● Passage for review
▽

He was able to listen to the Spirit, the voice of God, and read it within the simple and mysterious interwoven events of the anonymous story of a poor young married couple who went to the temple to fulfill the law. He will probably have been taken for a visionary, for someone who is out of touch with reality. In truth he was the prophet capable of seeing what the eyes of the flesh alone cannot see.

 

The lifestyle of old Simeon and the prophetess Anna, after all, presents well an aspect of our religious life: in the Holy Spirit, to know how to live everyday as the place within which consolation is already present, to be able to see in it, with the eyes of the Spirit, the redemption being accomplished, to bless God for the light with which he illuminates the world, and to be able to see it in the simple stories of everyday life.

 

Religious consecration, with its vows and rules, is nothing more than a public renunciation of living according to human rules of coexistence, in order to focus only on one's relationship with the "Messiah of the Lord" and nothing else. It is, in short, a way of proclaiming, with a life free from worldly ties, which is limited by time, that the Eternal is already present in this world of ours and in our lives, that we want to live by this certainty, and that we want to interpret today's events within this perspective, with our own view of history, illuminated by that Eternity that dwells in us. Like Simeon and Anna, therefore, we are not frightened by the evil that rages in this moment of history, by the tragic pain that seems to crush us, by the many forms of loneliness that accompany the men and women of this time. The consecrated man sees and shows the world the light that illuminates his gaze, which is the gaze of one who has seen consolation and redemption, and thus, day after day builds the Kingdom, with his work of prayer and service.

 

It is not a gaze divorced from reality. “Behold, this child is destined for the fall and rise of many in Israel, and to be a sign that will be contradicted- and you yourself a sword will pierce so that the thoughts of many hearts may be revealed.” (Luke. 2:34-35)

 

Simeon, then, was not a visionary; he was aware of the power of evil. But, even within that awareness, he was also able to see the Light that enlightens the nations, the Consolation that is fulfilled. Anna saw in Him, the redemption of Jerusalem. Even today, the signs of contradiction are present, just as there will be no shortage of swords, rejections, and difficulties of all kinds. However, the religious life, must also be, here and today, within this tragic history, a presence of consolation and redemption, of light and life.

 

Therefore, I would like that here and now, too, we, the religious should be able to have this gaze and to see the Light, which enlightens all the people here, to be able to see the redemption of Jerusalem, our beautiful and tormented Jerusalem. So let us not be stopped by the pain, the sword, which pierces us and the many contradictions, which afflict us. Our bending of knees in prayer and adoration; Our Humble service to the poverty of the people; your willing heart to heal the wounds and pain of the poor; Our willingness to stand by and support  the young people who grow and study with us, is but a way of bringing into the lives of those people the Eternity that dwells there, and thus conveying a gaze that transcends the present pain, which brings consolation, and opens horizons of light and life.

 

Then, in the sea of hatred that has invaded us, may your lives be a testimony of a love that has been fulfilled; of patient care; of oil poured on the many wounds of this time and these peoples. In other words, may your testimony be a witness of consolation and salvation.

 

It is our way, the only way that we can be here in the Holy Land builders of peace and justice. For Christian justice is never separated from love. 

 

Dearly beloved,

 

in reaffirming my thanks for your work and presence, I pray that you may be here, in our martyred Holy Land, a place of consolation and that you may help those you meet in your service to take an ever more open and free gaze on our history, with perspective open to the Eternal One who has pitched his tent in our midst.

△

● Exercise description
Decide whether each statement agrees with the passage on Simeon and Anna, answering yes or no and quoting the deciding words: (a) Simeon was a visionary out of touch with the power of evil; (b) Christian justice is never separated from love; (c) like Simeon and Anna, the religious are frightened by the evil that rages in this moment of history.

● Excerpted data
▽

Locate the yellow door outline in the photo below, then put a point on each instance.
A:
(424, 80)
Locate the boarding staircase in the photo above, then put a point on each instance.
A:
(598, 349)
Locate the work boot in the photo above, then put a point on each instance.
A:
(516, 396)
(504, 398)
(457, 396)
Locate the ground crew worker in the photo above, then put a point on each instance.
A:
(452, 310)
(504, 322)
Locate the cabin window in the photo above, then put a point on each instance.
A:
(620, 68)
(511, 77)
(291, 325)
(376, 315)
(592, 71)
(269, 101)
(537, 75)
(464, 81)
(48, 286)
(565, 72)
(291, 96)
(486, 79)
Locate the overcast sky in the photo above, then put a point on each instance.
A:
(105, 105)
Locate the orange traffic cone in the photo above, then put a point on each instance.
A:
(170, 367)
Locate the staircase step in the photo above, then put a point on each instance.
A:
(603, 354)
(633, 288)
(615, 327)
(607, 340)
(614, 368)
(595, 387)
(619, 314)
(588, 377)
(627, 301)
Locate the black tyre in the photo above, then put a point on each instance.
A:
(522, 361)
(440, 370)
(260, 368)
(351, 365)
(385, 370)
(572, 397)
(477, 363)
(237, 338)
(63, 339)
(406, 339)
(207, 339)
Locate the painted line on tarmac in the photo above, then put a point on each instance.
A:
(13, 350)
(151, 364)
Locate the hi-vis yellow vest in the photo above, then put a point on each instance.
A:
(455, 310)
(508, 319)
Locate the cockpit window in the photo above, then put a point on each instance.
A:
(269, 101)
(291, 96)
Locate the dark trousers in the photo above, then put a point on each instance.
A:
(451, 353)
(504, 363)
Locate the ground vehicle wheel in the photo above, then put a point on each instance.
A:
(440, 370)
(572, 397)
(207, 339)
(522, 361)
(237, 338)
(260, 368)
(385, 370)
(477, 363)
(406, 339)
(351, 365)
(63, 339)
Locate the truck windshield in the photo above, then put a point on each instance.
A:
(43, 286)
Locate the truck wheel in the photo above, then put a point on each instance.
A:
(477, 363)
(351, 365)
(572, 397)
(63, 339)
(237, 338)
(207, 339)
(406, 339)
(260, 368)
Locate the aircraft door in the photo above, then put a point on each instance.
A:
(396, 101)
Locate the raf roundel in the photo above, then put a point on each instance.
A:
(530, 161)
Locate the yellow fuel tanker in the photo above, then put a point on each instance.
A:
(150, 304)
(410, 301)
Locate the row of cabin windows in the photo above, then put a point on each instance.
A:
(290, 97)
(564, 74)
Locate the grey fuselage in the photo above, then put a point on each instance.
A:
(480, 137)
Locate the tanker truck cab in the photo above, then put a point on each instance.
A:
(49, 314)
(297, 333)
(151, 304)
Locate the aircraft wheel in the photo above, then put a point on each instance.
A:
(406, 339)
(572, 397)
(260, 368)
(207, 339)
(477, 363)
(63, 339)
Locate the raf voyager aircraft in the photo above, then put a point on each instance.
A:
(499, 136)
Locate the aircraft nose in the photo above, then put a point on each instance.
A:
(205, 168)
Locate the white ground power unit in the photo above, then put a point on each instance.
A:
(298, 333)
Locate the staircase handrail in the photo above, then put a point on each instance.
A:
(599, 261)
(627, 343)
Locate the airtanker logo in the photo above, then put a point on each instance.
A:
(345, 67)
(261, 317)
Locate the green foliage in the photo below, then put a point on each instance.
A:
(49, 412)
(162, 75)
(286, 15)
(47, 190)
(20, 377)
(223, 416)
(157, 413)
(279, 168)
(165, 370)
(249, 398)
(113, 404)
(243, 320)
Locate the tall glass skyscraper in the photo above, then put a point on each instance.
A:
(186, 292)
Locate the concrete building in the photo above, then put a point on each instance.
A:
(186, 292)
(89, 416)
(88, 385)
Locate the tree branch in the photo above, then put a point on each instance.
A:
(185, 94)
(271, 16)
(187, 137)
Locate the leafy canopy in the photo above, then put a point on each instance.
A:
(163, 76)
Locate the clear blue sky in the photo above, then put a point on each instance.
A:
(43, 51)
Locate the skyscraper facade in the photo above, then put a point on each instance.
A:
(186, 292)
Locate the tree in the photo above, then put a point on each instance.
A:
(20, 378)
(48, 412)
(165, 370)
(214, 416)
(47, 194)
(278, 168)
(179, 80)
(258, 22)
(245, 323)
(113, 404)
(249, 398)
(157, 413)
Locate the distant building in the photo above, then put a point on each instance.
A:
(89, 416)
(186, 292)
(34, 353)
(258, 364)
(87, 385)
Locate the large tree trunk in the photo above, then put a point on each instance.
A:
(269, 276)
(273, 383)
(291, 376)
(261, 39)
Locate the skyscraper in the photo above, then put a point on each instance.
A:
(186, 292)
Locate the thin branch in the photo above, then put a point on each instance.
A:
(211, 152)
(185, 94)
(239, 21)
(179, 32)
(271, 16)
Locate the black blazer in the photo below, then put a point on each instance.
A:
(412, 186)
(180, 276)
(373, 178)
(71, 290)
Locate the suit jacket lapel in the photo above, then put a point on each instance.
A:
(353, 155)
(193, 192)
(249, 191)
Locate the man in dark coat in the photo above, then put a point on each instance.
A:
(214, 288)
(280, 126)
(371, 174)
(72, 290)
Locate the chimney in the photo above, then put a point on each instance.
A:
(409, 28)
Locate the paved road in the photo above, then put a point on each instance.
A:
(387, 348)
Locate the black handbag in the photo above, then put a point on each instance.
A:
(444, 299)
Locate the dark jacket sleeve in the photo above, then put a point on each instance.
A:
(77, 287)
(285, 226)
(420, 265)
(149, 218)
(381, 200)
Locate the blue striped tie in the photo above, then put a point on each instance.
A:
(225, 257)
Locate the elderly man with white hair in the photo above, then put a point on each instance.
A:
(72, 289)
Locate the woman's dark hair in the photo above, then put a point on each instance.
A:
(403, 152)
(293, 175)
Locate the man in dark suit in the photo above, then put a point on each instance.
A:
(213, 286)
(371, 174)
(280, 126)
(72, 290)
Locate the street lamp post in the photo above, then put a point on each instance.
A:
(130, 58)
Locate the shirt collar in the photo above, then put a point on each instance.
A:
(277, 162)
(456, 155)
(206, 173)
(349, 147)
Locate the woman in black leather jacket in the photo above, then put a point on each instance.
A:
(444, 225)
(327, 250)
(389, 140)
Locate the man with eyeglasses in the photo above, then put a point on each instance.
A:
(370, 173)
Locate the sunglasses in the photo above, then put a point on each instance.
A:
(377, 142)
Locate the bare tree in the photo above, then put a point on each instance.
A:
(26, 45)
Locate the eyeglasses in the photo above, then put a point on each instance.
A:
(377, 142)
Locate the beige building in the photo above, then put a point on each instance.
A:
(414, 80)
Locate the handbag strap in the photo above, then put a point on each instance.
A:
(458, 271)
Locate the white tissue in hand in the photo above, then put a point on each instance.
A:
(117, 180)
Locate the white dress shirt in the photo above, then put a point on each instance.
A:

△
▽

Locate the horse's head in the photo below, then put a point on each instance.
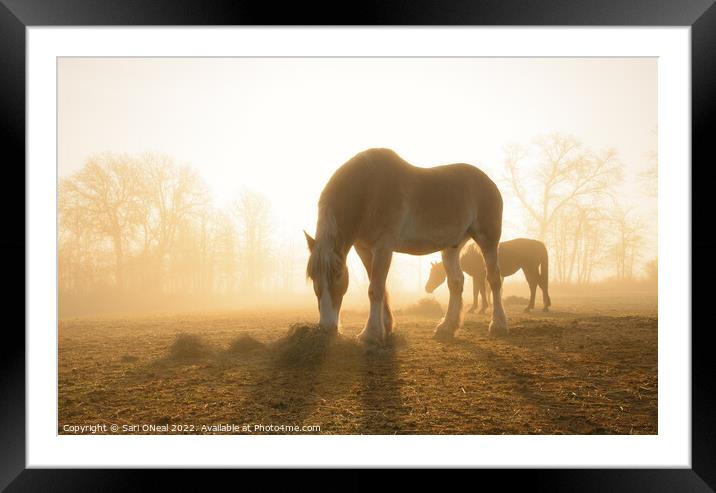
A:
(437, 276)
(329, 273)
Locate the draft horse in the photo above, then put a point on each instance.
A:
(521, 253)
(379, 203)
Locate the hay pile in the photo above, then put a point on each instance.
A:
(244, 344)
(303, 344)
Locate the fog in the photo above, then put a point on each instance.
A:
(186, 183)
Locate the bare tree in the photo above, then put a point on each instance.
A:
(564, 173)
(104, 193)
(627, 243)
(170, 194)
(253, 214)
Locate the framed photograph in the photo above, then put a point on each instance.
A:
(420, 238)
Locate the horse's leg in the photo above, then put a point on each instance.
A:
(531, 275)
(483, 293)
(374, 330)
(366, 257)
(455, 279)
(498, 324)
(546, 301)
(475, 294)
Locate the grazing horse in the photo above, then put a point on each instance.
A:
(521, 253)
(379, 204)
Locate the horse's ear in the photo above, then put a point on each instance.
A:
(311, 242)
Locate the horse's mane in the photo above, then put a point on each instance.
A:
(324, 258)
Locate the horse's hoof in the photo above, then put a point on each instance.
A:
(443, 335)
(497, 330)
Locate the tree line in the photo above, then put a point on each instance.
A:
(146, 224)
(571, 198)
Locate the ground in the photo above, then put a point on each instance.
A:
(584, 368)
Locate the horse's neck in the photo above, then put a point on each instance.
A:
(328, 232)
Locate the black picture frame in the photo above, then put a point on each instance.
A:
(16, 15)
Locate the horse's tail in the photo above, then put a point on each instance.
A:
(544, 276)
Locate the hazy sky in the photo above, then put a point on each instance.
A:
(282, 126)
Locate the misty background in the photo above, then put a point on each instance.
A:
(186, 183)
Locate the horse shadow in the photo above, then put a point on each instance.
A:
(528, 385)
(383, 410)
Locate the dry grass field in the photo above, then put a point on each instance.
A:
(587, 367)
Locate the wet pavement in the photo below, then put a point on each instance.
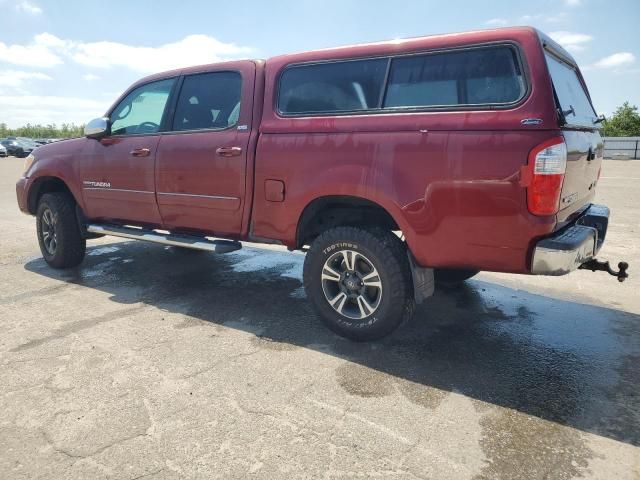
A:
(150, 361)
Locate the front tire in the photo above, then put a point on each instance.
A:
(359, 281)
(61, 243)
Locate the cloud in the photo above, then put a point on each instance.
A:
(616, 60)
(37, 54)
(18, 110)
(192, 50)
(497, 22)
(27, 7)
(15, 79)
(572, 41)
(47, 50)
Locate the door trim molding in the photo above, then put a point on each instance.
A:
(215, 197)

△

● Exercise solution
(a) No: "Simeon, then, was not a visionary; he was aware of the power of evil."
(b) Yes: "For Christian justice is never separated from love."
(c) No: "Like Simeon and Anna, therefore, we are not frightened by the evil that rages in this moment of history"